## ASSIGNMENT
Would it be possible to quote, exactly and in full, the lines from the one with "rough mask: <svg" through the end of the entries below?

INPUT DATA START

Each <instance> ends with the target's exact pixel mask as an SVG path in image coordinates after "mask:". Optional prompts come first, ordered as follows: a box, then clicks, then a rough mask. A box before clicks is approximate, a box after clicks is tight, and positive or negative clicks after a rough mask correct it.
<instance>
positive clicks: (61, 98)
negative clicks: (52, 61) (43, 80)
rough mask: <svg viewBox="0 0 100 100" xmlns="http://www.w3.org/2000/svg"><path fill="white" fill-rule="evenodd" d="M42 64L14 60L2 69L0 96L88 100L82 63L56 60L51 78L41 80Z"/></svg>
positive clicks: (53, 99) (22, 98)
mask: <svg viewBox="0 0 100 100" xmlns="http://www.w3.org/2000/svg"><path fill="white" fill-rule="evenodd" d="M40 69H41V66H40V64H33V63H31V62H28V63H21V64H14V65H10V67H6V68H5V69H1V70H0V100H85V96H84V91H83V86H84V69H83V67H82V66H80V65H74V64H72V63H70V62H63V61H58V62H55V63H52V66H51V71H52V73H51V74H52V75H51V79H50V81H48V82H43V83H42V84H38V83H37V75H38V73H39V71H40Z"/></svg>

INPUT DATA END

## ANSWER BELOW
rough mask: <svg viewBox="0 0 100 100" xmlns="http://www.w3.org/2000/svg"><path fill="white" fill-rule="evenodd" d="M42 64L14 60L2 69L0 96L88 100L82 63L56 60L51 78L41 80Z"/></svg>
positive clicks: (53, 99) (22, 98)
mask: <svg viewBox="0 0 100 100" xmlns="http://www.w3.org/2000/svg"><path fill="white" fill-rule="evenodd" d="M40 69H41V66H40V64H33V63H31V62H28V63H21V64H14V65H10V67H6V68H5V69H1V70H0V100H85V96H84V91H83V86H84V69H83V67H82V66H80V65H74V64H72V63H70V62H63V61H58V62H55V63H52V66H51V71H52V73H51V74H52V75H51V79H50V81H48V82H43V83H42V84H38V83H37V75H38V73H39V71H40Z"/></svg>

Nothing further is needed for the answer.